### Given exercise
Write out the lines of the listing below exactly, starting at the line that contains "Target: drawer pull handle" and ending with the last line of the listing.

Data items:

....................

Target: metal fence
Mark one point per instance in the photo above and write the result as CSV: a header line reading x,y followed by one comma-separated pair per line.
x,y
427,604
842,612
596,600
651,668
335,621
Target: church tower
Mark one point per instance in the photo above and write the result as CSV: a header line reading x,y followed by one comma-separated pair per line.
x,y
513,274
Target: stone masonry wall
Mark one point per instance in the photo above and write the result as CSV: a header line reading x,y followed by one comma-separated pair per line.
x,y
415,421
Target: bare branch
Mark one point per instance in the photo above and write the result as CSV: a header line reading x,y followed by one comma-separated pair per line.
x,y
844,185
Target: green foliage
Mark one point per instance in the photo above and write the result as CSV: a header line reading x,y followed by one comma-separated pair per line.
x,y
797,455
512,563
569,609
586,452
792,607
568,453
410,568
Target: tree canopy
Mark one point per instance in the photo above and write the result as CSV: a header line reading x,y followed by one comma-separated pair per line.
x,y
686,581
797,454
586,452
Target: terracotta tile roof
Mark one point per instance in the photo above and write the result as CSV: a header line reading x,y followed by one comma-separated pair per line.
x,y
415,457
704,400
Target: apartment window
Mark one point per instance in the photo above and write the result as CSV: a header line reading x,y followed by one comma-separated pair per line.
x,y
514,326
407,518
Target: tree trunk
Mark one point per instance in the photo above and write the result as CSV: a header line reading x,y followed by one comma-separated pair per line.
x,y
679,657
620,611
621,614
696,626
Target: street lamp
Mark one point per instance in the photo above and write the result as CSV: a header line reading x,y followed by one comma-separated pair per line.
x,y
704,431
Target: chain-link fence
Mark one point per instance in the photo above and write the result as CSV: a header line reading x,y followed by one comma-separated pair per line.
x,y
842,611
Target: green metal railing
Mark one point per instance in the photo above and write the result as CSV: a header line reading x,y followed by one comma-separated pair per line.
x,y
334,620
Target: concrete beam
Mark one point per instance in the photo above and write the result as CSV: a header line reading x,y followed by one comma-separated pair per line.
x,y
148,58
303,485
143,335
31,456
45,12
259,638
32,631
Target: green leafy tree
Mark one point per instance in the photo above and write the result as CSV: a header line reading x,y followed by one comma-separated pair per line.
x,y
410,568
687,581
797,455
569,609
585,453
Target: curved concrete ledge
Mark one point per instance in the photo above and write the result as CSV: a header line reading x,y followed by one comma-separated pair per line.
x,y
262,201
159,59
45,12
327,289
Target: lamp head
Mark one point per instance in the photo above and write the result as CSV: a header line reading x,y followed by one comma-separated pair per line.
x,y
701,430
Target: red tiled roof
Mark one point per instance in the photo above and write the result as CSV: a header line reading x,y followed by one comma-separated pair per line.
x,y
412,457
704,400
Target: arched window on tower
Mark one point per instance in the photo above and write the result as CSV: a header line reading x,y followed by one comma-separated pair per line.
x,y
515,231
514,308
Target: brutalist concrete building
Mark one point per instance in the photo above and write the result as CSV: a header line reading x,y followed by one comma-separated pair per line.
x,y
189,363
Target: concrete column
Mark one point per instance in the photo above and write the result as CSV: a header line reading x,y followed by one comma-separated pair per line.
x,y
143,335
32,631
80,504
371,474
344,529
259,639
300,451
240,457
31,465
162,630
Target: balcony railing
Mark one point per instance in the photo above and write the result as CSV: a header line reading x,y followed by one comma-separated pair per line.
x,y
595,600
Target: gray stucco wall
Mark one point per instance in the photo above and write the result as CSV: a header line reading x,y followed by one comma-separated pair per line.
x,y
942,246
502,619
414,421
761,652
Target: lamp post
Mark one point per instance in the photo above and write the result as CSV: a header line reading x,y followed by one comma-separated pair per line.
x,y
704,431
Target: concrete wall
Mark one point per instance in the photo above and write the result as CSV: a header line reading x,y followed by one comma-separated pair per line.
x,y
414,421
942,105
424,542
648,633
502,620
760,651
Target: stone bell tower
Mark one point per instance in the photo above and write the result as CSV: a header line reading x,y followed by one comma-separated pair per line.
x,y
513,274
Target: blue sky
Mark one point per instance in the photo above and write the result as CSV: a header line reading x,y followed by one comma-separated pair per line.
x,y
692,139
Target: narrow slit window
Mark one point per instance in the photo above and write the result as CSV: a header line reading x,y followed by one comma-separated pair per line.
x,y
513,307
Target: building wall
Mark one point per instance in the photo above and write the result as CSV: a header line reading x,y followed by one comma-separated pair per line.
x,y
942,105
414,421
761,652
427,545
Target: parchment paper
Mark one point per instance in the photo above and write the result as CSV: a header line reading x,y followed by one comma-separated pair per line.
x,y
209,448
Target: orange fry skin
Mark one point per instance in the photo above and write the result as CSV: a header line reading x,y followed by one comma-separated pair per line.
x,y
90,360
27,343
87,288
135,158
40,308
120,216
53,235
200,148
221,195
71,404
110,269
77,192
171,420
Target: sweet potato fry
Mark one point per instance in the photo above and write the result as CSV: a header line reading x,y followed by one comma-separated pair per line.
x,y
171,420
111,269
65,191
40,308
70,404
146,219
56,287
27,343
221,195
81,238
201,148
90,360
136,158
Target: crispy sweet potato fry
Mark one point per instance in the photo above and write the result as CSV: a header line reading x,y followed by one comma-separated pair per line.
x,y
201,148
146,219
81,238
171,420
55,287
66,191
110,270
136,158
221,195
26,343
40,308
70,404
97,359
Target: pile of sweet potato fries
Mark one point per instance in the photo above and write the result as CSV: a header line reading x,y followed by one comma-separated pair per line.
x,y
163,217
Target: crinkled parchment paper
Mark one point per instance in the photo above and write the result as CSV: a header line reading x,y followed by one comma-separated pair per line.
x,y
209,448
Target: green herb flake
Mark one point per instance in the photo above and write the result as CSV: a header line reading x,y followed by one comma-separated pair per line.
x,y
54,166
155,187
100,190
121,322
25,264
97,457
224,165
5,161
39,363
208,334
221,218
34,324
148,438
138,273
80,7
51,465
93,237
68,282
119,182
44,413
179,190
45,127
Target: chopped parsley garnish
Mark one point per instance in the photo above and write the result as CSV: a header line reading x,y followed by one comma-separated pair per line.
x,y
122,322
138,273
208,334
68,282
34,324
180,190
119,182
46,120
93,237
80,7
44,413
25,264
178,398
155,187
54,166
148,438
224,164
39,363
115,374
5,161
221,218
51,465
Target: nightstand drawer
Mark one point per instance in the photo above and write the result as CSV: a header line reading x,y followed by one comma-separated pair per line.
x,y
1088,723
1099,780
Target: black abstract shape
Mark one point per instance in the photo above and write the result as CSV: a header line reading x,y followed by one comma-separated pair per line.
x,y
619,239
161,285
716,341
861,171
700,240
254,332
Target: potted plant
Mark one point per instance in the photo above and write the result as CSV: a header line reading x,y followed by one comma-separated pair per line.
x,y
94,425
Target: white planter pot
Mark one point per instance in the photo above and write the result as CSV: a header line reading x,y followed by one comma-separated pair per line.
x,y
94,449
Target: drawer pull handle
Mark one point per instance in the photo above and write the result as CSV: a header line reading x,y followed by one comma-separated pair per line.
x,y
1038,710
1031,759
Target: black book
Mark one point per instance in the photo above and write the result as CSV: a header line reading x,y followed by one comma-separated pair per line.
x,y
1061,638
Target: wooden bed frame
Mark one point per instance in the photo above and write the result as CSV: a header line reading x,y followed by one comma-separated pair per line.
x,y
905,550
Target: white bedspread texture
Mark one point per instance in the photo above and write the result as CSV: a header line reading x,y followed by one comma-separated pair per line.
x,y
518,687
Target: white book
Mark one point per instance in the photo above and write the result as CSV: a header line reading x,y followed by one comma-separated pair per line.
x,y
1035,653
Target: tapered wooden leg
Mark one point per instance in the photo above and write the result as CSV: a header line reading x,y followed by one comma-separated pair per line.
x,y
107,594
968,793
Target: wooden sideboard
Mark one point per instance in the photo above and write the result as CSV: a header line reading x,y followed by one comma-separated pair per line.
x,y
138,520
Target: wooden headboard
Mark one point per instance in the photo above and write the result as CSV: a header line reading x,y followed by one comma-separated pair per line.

....................

### Output
Target: drawer pull handle
Mark one point per instance in the photo above and write the result as CSV: a header line reading x,y followed by one comma-separated pair per line.
x,y
1038,710
1031,759
Target: black book
Mark one point per instance in the photo above and write the result as CSV: a header line reading x,y followed by one comma-separated pair per line.
x,y
1061,638
Target: wooden bed frame
Mark one point per instance in the photo above and write the result as CSV: a header line reading x,y followed by one comma-separated pair per line.
x,y
905,550
Target: white bedspread texture
Mark one point per instance in the photo above and write the result as CSV: a header line reading x,y followed by one comma-separated pair per line.
x,y
518,687
Target: white book
Mark one point per instance in the photo above and write the result as CSV: a header line reading x,y followed by one comma-separated pair per line.
x,y
1035,653
Target: tapered wooden leg
Mark one point per instance in the photo above and write the result as CSV: a header line reading x,y followed by one comma-separated pair per line.
x,y
107,594
968,793
Target: wooden sideboard
Mark one point per instance in the photo above and write the result as CSV: a header line reading x,y followed by one comma-separated pair per line.
x,y
138,520
Target: wooden headboard
Mark one point per instance in the photo above and write the result as CSV: a header line reading x,y followed by one comma-separated pair per line.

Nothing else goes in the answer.